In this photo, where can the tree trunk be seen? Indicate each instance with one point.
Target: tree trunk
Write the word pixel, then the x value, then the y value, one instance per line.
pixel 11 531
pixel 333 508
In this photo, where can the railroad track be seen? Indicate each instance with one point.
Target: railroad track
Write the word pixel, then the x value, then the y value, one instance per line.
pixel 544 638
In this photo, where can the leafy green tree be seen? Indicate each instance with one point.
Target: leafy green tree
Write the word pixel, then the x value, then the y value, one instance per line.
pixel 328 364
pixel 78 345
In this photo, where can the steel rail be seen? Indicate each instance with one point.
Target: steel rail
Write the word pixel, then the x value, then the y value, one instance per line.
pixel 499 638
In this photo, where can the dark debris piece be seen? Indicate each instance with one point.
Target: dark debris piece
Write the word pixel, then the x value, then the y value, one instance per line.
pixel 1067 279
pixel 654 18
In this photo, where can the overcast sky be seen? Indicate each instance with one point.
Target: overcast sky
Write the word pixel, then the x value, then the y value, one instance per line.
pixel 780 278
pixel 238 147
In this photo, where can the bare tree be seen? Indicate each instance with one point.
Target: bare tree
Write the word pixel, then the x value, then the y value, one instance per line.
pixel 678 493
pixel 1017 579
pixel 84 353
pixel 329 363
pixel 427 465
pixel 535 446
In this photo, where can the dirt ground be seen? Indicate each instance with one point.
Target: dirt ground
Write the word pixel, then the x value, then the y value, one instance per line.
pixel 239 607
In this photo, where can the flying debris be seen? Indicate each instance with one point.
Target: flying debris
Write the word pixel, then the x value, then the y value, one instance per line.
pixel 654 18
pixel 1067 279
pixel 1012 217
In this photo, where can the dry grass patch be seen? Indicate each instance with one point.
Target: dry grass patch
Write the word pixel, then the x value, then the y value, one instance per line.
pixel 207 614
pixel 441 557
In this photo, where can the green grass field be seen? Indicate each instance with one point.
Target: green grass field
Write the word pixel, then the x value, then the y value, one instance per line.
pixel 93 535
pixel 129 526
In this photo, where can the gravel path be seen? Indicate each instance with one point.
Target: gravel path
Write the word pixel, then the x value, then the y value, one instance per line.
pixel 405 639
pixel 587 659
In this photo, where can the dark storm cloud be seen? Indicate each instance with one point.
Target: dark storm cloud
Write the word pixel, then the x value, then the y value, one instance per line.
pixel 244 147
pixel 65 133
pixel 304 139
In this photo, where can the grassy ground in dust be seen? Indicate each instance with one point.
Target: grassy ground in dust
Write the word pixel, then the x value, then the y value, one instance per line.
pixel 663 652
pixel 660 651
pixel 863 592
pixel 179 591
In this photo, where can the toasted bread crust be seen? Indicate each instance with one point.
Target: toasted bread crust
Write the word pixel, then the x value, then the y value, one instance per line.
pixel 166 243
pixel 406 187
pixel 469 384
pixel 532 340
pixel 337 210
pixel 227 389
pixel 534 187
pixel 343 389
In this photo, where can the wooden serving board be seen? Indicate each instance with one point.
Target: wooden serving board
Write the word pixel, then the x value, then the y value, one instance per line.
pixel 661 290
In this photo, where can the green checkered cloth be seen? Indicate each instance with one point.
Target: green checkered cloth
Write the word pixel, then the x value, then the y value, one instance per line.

Task instructions
Rewrite every line of the records above as a JSON list of strings, with one string per line and no entries for blank lines.

Exercise output
[
  "In this photo, where can the tree trunk be seen? Indicate each instance with one point.",
  "Target: tree trunk",
  "Write the word pixel, then the x value, then the y value, one instance per line.",
  "pixel 11 531",
  "pixel 333 508",
  "In this photo, where can the railroad track be seen? Indicate each instance with one point.",
  "Target: railroad track",
  "Write the word pixel, then the x value, then the y value, one instance per line.",
  "pixel 544 638",
  "In this photo, where can the leafy green tree be seen? Indicate each instance with one point.",
  "Target: leafy green tree",
  "Write the word pixel, then the x value, then the y value, one instance per line.",
  "pixel 328 364",
  "pixel 78 345",
  "In this photo, where can the steel rail be seen? Indicate each instance with one point.",
  "Target: steel rail",
  "Write the word pixel, then the x value, then the y value, one instance per line.",
  "pixel 499 638",
  "In this photo, where can the dark debris piece be seen? Indicate each instance with one point.",
  "Target: dark debris piece",
  "Write the word pixel, then the x value, then the y value, one instance per line.",
  "pixel 1067 279",
  "pixel 654 18",
  "In this photo, where can the overcast sky be seen? Indicate each instance with one point.",
  "Target: overcast sky",
  "Write the word pixel, then the x value, then the y value, one instance per line.",
  "pixel 780 278",
  "pixel 238 147",
  "In this photo, where can the bare tree be seen? Indicate each instance with one point.",
  "Target: bare tree",
  "Write the word pixel, then the x value, then the y value, one instance per line.",
  "pixel 678 493",
  "pixel 1017 579",
  "pixel 84 353",
  "pixel 329 363",
  "pixel 427 465",
  "pixel 535 446",
  "In this photo, where can the dirt ground be seen? Indicate each instance with one point.",
  "Target: dirt ground",
  "Write the word pixel, then the x value, then the y value, one instance per line.",
  "pixel 239 607",
  "In this photo, where can the flying debris be seen? Indicate each instance with one point.",
  "Target: flying debris",
  "Write the word pixel, then the x value, then the y value, one instance per line.",
  "pixel 654 18",
  "pixel 1067 279",
  "pixel 1012 217",
  "In this photo, where can the dry grass patch be seen? Indicate each instance with one point.",
  "Target: dry grass patch",
  "Write the word pixel, then the x value, then the y value, one instance per line.",
  "pixel 207 614",
  "pixel 441 557",
  "In this photo, where can the green grass field be seen? Indicate each instance with one point.",
  "Target: green grass field",
  "Write the word pixel, then the x value, then the y value, one instance per line.",
  "pixel 93 535",
  "pixel 129 526",
  "In this photo, where can the gravel path be seen? Indicate each instance with one point.",
  "Target: gravel path",
  "Write the word pixel, then the x value, then the y value, one instance per line.",
  "pixel 405 639",
  "pixel 587 659",
  "In this photo, where can the dark storm cloud be seen? Indicate each instance with one point.",
  "Target: dark storm cloud",
  "Write the word pixel, then the x value, then the y value, one instance per line.",
  "pixel 244 147",
  "pixel 65 133",
  "pixel 304 139",
  "In this photo, where can the grassy ground in dust be seen? Indicate each instance with one point.",
  "Target: grassy ground in dust",
  "Write the word pixel, then the x value, then the y value, one instance per line.",
  "pixel 663 652",
  "pixel 660 651",
  "pixel 863 592",
  "pixel 179 591",
  "In this photo, where can the toasted bread crust be seen? Indicate each instance with one point.",
  "Target: toasted bread crust",
  "Write the word pixel, then the x value, then the y value, one instance per line.",
  "pixel 166 243",
  "pixel 406 187",
  "pixel 469 384",
  "pixel 532 340",
  "pixel 337 210",
  "pixel 227 389",
  "pixel 534 187",
  "pixel 343 389",
  "In this photo, where can the wooden serving board be seen? Indicate each instance with one point.",
  "Target: wooden serving board",
  "Write the word pixel, then the x value, then the y value, one instance per line.",
  "pixel 661 290",
  "In this photo, where can the green checkered cloth be seen? Indicate each instance with one point.",
  "Target: green checkered cloth",
  "Write the word pixel, then the x value, then the y value, one instance per line."
]